Objective → Below are some records: retype them all exactly, but not the pictures.

Dataset →
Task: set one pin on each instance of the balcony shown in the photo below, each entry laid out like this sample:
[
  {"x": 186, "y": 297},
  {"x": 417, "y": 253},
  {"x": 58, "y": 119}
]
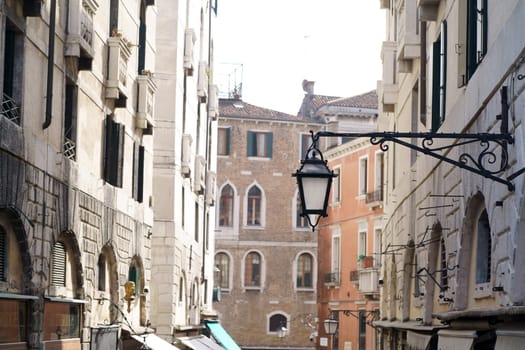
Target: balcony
[
  {"x": 118, "y": 55},
  {"x": 331, "y": 279},
  {"x": 374, "y": 199},
  {"x": 79, "y": 40},
  {"x": 146, "y": 89}
]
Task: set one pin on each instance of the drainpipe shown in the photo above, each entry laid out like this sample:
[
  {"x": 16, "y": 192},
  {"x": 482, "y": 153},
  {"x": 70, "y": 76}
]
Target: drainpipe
[
  {"x": 423, "y": 72},
  {"x": 50, "y": 65}
]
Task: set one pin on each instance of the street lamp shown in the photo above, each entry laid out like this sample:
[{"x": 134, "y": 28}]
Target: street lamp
[{"x": 314, "y": 180}]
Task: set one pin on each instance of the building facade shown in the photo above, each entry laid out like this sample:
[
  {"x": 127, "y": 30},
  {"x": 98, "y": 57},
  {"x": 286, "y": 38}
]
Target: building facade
[
  {"x": 350, "y": 237},
  {"x": 452, "y": 242},
  {"x": 184, "y": 172},
  {"x": 87, "y": 102},
  {"x": 266, "y": 255},
  {"x": 75, "y": 164}
]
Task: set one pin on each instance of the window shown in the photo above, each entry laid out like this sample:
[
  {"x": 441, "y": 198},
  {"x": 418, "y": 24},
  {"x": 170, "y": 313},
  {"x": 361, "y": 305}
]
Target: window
[
  {"x": 113, "y": 152},
  {"x": 138, "y": 172},
  {"x": 336, "y": 183},
  {"x": 484, "y": 249},
  {"x": 252, "y": 270},
  {"x": 300, "y": 221},
  {"x": 443, "y": 264},
  {"x": 277, "y": 322},
  {"x": 58, "y": 267},
  {"x": 3, "y": 254},
  {"x": 226, "y": 207},
  {"x": 259, "y": 144},
  {"x": 13, "y": 71},
  {"x": 101, "y": 266},
  {"x": 363, "y": 176},
  {"x": 439, "y": 78},
  {"x": 70, "y": 119},
  {"x": 223, "y": 143},
  {"x": 222, "y": 264},
  {"x": 304, "y": 271},
  {"x": 476, "y": 34},
  {"x": 254, "y": 206}
]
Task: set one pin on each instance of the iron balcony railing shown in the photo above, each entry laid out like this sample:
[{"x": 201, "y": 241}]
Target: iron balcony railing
[{"x": 10, "y": 109}]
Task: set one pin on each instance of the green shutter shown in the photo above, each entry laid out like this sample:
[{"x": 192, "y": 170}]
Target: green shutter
[
  {"x": 250, "y": 144},
  {"x": 269, "y": 138},
  {"x": 227, "y": 141}
]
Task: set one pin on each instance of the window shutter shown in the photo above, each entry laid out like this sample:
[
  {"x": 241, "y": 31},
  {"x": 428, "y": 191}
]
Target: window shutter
[
  {"x": 227, "y": 141},
  {"x": 58, "y": 274},
  {"x": 269, "y": 138},
  {"x": 140, "y": 176},
  {"x": 3, "y": 254},
  {"x": 436, "y": 46},
  {"x": 250, "y": 147}
]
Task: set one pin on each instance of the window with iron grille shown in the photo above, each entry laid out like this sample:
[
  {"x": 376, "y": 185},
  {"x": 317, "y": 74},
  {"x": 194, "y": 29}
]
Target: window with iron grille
[
  {"x": 304, "y": 271},
  {"x": 259, "y": 144}
]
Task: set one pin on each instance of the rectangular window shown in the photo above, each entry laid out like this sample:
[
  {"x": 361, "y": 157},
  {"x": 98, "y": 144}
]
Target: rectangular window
[
  {"x": 476, "y": 34},
  {"x": 113, "y": 152},
  {"x": 439, "y": 74},
  {"x": 223, "y": 141},
  {"x": 259, "y": 144},
  {"x": 70, "y": 120},
  {"x": 138, "y": 172},
  {"x": 363, "y": 176}
]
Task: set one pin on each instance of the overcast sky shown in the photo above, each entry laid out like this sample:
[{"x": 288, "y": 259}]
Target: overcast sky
[{"x": 278, "y": 43}]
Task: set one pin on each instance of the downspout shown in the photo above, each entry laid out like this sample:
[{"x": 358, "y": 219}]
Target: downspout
[
  {"x": 50, "y": 65},
  {"x": 423, "y": 72}
]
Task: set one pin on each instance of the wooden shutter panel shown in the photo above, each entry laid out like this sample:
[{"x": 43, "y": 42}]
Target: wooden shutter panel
[
  {"x": 3, "y": 254},
  {"x": 227, "y": 141},
  {"x": 58, "y": 273},
  {"x": 140, "y": 175},
  {"x": 269, "y": 141},
  {"x": 250, "y": 146}
]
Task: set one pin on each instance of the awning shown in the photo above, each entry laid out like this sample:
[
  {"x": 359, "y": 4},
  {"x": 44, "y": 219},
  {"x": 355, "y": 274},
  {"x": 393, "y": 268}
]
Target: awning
[
  {"x": 221, "y": 336},
  {"x": 457, "y": 340},
  {"x": 154, "y": 342},
  {"x": 418, "y": 341},
  {"x": 509, "y": 340},
  {"x": 200, "y": 342}
]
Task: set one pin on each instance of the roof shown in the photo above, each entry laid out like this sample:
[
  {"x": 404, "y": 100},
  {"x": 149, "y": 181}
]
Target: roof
[
  {"x": 366, "y": 100},
  {"x": 236, "y": 108}
]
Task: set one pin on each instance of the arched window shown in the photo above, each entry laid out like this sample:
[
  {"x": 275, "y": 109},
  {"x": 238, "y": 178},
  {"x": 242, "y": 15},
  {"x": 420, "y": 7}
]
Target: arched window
[
  {"x": 254, "y": 206},
  {"x": 484, "y": 249},
  {"x": 252, "y": 270},
  {"x": 277, "y": 322},
  {"x": 304, "y": 271},
  {"x": 222, "y": 264},
  {"x": 226, "y": 207}
]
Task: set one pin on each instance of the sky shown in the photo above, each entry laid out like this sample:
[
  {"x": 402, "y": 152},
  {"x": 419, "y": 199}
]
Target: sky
[{"x": 271, "y": 46}]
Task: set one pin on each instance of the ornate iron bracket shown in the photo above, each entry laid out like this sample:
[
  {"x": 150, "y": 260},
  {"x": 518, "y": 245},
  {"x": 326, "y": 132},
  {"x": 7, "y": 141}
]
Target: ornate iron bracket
[{"x": 485, "y": 164}]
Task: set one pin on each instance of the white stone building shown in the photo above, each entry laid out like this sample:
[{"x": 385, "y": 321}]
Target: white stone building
[{"x": 453, "y": 241}]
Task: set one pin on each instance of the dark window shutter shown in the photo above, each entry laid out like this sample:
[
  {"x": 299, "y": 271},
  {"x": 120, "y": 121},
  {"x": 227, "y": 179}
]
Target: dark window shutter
[
  {"x": 250, "y": 146},
  {"x": 140, "y": 175},
  {"x": 436, "y": 69},
  {"x": 269, "y": 139},
  {"x": 227, "y": 141},
  {"x": 3, "y": 254},
  {"x": 58, "y": 273}
]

Final result →
Task: set one pin on each instance of the balcony shown in the photo below, each entry laid out like this sample:
[
  {"x": 186, "y": 297},
  {"x": 417, "y": 253},
  {"x": 58, "y": 119}
]
Target: balcony
[
  {"x": 118, "y": 55},
  {"x": 331, "y": 279},
  {"x": 374, "y": 199},
  {"x": 79, "y": 40},
  {"x": 146, "y": 89}
]
Task: set one pin on each instance of the drainpipe shown in the photo above, each entry laid out like this sample:
[
  {"x": 16, "y": 192},
  {"x": 482, "y": 153},
  {"x": 70, "y": 76}
]
Target: drainpipe
[
  {"x": 423, "y": 72},
  {"x": 50, "y": 65}
]
Task: set one pin on each instance of the street lamp shown in the photo above, each entry laid out like this sample:
[{"x": 134, "y": 28}]
Target: street lamp
[{"x": 314, "y": 180}]
Task: set one pin on each instance of the building facade shown in the photo above, each entry laid out like this sample:
[
  {"x": 127, "y": 30},
  {"x": 98, "y": 57},
  {"x": 286, "y": 38}
]
Target: building facade
[
  {"x": 350, "y": 237},
  {"x": 452, "y": 242},
  {"x": 184, "y": 172},
  {"x": 87, "y": 102},
  {"x": 266, "y": 255},
  {"x": 75, "y": 164}
]
Task: set one pin on each instance of the window shown in the photo above, each entry laid out like this sample:
[
  {"x": 441, "y": 198},
  {"x": 418, "y": 24},
  {"x": 170, "y": 313},
  {"x": 361, "y": 305}
]
Target: window
[
  {"x": 113, "y": 152},
  {"x": 138, "y": 172},
  {"x": 336, "y": 183},
  {"x": 484, "y": 249},
  {"x": 252, "y": 270},
  {"x": 300, "y": 221},
  {"x": 443, "y": 264},
  {"x": 277, "y": 322},
  {"x": 58, "y": 267},
  {"x": 3, "y": 254},
  {"x": 226, "y": 207},
  {"x": 259, "y": 144},
  {"x": 13, "y": 71},
  {"x": 101, "y": 266},
  {"x": 363, "y": 176},
  {"x": 439, "y": 78},
  {"x": 70, "y": 119},
  {"x": 223, "y": 143},
  {"x": 222, "y": 264},
  {"x": 304, "y": 271},
  {"x": 476, "y": 34},
  {"x": 254, "y": 206}
]
Task: set one pin on each instance of the iron balcony railing shown in the photo above, each entry laid out like this sample:
[{"x": 201, "y": 241}]
Target: iron balcony railing
[{"x": 10, "y": 109}]
Task: set one pin on each instance of the green shutter shown in the photo above, each entry laid out like this sample:
[{"x": 192, "y": 170}]
Target: green shutter
[
  {"x": 250, "y": 144},
  {"x": 269, "y": 138},
  {"x": 227, "y": 141}
]
Task: set one pin on each instance of the window shutter shown in the photo above, each entry laid out like this sample:
[
  {"x": 241, "y": 31},
  {"x": 428, "y": 191}
]
Target: window shutter
[
  {"x": 227, "y": 141},
  {"x": 58, "y": 274},
  {"x": 269, "y": 138},
  {"x": 140, "y": 176},
  {"x": 3, "y": 254},
  {"x": 436, "y": 46},
  {"x": 250, "y": 147}
]
Task: set one pin on each instance of the window with iron grille shown in the photo above, each entry laid out like this sample:
[
  {"x": 376, "y": 185},
  {"x": 317, "y": 74},
  {"x": 194, "y": 29}
]
Target: window with iron grille
[
  {"x": 304, "y": 271},
  {"x": 259, "y": 144}
]
Task: set one pin on each instance of the rectangular window shown in the photo above, each entry laid out like this sample:
[
  {"x": 361, "y": 157},
  {"x": 98, "y": 144}
]
Target: rectangular window
[
  {"x": 476, "y": 34},
  {"x": 113, "y": 152},
  {"x": 439, "y": 74},
  {"x": 223, "y": 141},
  {"x": 259, "y": 144},
  {"x": 70, "y": 120},
  {"x": 138, "y": 172},
  {"x": 363, "y": 176}
]
Task: set one pin on each instance of the overcast sky shown in the photo above, each entry laid out like this sample:
[{"x": 288, "y": 259}]
Target: overcast sky
[{"x": 278, "y": 43}]
Task: set one pin on each instance of the downspout shown in the photo above, each entry laid out like this sample:
[{"x": 358, "y": 219}]
Target: downspout
[
  {"x": 50, "y": 65},
  {"x": 423, "y": 72}
]
Task: set one pin on each instance of the wooden shutter panel shown in the photo above, each entry laid out like this sample:
[{"x": 43, "y": 42}]
Target: wooden shutter panel
[
  {"x": 3, "y": 254},
  {"x": 227, "y": 141},
  {"x": 58, "y": 273},
  {"x": 140, "y": 175},
  {"x": 269, "y": 141},
  {"x": 250, "y": 146}
]
Task: set one pin on each instance of the awning shown in the photo above, each entry laid out like this sample:
[
  {"x": 359, "y": 4},
  {"x": 44, "y": 219},
  {"x": 355, "y": 274},
  {"x": 393, "y": 268}
]
Target: awning
[
  {"x": 221, "y": 336},
  {"x": 457, "y": 340},
  {"x": 154, "y": 342},
  {"x": 418, "y": 341},
  {"x": 509, "y": 340},
  {"x": 200, "y": 342}
]
Task: set one pin on each instance of the roof shown in the photo above, each entry laid out like this sample:
[
  {"x": 404, "y": 100},
  {"x": 149, "y": 181}
]
Target: roof
[
  {"x": 366, "y": 100},
  {"x": 236, "y": 108}
]
Task: set one pin on each instance of the arched window shown in the photo above, each entry laid out like this sample:
[
  {"x": 275, "y": 109},
  {"x": 238, "y": 178},
  {"x": 242, "y": 15},
  {"x": 420, "y": 7}
]
Target: arched window
[
  {"x": 254, "y": 206},
  {"x": 484, "y": 249},
  {"x": 252, "y": 270},
  {"x": 277, "y": 322},
  {"x": 304, "y": 271},
  {"x": 222, "y": 264},
  {"x": 226, "y": 207}
]
Task: set one pin on each instance of the sky shown in the photo above, each entry laid out like this sample:
[
  {"x": 402, "y": 152},
  {"x": 419, "y": 199}
]
Target: sky
[{"x": 271, "y": 46}]
Task: set one pin on each instance of the ornate iron bracket shown in the photo above, each entry laid out like this sample:
[
  {"x": 150, "y": 260},
  {"x": 518, "y": 245},
  {"x": 326, "y": 132},
  {"x": 7, "y": 141}
]
Target: ornate iron bracket
[{"x": 485, "y": 164}]
Task: set one pin on each instance of the white stone building shown in the photo above, each entry laid out like this sample:
[{"x": 385, "y": 321}]
Target: white stone building
[{"x": 453, "y": 241}]
Task: set one pin on each instance of the dark window shutter shown in the photo above, each entry laid out like this sample:
[
  {"x": 299, "y": 271},
  {"x": 120, "y": 121},
  {"x": 227, "y": 179}
]
Target: dark window shutter
[
  {"x": 250, "y": 146},
  {"x": 140, "y": 175},
  {"x": 436, "y": 69},
  {"x": 269, "y": 139},
  {"x": 227, "y": 141},
  {"x": 3, "y": 254},
  {"x": 58, "y": 273}
]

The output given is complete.